[Dataset entries]
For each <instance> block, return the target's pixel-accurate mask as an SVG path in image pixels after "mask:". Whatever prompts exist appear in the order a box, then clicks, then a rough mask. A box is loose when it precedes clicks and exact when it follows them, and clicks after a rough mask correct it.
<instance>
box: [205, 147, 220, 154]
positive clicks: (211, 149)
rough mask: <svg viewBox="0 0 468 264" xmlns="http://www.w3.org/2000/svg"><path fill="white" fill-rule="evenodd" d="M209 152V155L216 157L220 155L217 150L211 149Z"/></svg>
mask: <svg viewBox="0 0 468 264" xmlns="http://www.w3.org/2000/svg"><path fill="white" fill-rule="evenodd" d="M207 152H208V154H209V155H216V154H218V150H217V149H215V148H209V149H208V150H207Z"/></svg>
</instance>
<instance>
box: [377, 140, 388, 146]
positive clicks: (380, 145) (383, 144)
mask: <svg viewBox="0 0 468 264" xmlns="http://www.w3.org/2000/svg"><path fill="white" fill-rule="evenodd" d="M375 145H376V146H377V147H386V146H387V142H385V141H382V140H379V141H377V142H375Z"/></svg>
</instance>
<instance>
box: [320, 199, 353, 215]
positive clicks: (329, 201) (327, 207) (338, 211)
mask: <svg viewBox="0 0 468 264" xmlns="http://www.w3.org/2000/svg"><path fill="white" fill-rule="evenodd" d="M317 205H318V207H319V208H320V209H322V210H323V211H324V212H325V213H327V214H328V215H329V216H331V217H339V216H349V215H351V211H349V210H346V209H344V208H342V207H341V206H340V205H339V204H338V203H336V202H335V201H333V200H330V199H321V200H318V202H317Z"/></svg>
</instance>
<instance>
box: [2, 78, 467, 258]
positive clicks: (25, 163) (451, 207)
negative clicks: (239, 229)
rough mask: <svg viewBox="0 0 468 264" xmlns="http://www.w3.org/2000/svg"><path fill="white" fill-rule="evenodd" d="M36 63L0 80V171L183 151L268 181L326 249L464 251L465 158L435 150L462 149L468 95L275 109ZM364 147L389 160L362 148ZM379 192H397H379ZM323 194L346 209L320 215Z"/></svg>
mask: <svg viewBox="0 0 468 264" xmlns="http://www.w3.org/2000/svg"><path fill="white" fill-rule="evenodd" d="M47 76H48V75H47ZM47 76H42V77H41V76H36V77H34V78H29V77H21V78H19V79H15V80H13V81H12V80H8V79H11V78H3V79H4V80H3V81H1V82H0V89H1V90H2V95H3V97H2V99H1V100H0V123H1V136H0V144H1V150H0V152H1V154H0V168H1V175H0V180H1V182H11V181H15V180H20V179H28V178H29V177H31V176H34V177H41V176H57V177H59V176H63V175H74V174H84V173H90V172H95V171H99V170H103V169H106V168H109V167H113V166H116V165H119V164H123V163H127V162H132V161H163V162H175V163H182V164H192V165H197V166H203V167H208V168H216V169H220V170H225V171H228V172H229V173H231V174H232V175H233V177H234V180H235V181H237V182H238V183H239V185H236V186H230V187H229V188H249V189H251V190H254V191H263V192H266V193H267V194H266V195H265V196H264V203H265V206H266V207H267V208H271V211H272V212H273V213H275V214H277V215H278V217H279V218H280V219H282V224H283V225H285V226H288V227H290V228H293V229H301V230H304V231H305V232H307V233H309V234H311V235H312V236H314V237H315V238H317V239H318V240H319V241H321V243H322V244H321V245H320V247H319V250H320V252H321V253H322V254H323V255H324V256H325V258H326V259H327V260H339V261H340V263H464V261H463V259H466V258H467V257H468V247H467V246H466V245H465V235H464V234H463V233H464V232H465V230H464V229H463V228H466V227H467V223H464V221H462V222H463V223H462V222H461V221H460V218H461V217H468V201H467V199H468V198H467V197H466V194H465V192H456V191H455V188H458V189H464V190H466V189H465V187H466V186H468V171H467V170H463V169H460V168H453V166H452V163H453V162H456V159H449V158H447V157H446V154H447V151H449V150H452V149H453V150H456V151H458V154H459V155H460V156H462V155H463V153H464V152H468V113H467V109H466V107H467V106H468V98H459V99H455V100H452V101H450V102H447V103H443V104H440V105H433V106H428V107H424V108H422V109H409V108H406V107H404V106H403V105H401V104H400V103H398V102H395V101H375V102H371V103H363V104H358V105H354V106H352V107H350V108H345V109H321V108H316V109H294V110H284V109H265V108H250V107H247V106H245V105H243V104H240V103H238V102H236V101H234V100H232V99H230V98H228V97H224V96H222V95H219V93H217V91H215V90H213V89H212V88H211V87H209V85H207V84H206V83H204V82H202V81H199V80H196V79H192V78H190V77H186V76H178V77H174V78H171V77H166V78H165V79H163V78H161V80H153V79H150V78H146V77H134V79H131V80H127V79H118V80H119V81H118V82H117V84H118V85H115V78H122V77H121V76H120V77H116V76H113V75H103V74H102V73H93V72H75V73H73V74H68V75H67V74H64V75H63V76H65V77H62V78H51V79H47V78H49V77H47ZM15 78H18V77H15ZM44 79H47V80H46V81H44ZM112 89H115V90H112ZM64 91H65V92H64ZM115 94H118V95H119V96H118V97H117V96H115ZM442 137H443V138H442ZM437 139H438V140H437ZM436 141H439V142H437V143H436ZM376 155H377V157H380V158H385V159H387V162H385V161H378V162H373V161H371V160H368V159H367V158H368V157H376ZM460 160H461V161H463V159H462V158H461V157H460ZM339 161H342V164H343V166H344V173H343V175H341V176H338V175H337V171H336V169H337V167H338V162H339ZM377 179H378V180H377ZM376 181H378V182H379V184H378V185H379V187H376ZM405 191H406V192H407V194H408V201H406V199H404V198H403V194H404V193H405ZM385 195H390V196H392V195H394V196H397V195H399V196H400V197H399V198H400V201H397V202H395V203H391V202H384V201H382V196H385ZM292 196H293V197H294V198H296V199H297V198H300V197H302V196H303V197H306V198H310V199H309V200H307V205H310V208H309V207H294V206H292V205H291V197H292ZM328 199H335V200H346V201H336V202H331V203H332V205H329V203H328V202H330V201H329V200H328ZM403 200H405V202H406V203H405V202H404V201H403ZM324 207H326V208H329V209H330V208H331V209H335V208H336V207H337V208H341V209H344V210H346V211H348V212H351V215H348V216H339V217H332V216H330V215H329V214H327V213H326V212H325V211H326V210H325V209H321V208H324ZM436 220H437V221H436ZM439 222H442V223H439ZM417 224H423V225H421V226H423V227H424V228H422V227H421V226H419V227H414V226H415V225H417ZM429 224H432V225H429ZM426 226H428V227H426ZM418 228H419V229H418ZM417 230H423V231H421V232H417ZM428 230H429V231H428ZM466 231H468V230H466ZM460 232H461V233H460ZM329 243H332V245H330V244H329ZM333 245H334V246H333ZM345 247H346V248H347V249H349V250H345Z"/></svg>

▶ **WHAT TO PRODUCE**
Could you format the data from its first line through the line containing "152V155L216 157L220 155L217", both included, as a JSON list of strings with one string per line and blank lines omitted?

▶ **ANSWER BOX**
[
  "For each <instance> block, return the target's pixel-accurate mask as an SVG path in image pixels after \"mask:\". Whatever prompts exist appear in the order a box, then clicks, then a rough mask. A box is loose when it precedes clicks and exact when it follows them, and clicks after a rough mask correct it.",
  "<instance>",
  "box: [205, 147, 220, 154]",
  "positive clicks: (211, 149)",
  "rough mask: <svg viewBox=\"0 0 468 264\" xmlns=\"http://www.w3.org/2000/svg\"><path fill=\"white\" fill-rule=\"evenodd\" d=\"M209 152V155L216 157L220 155L217 150L211 149Z\"/></svg>"
]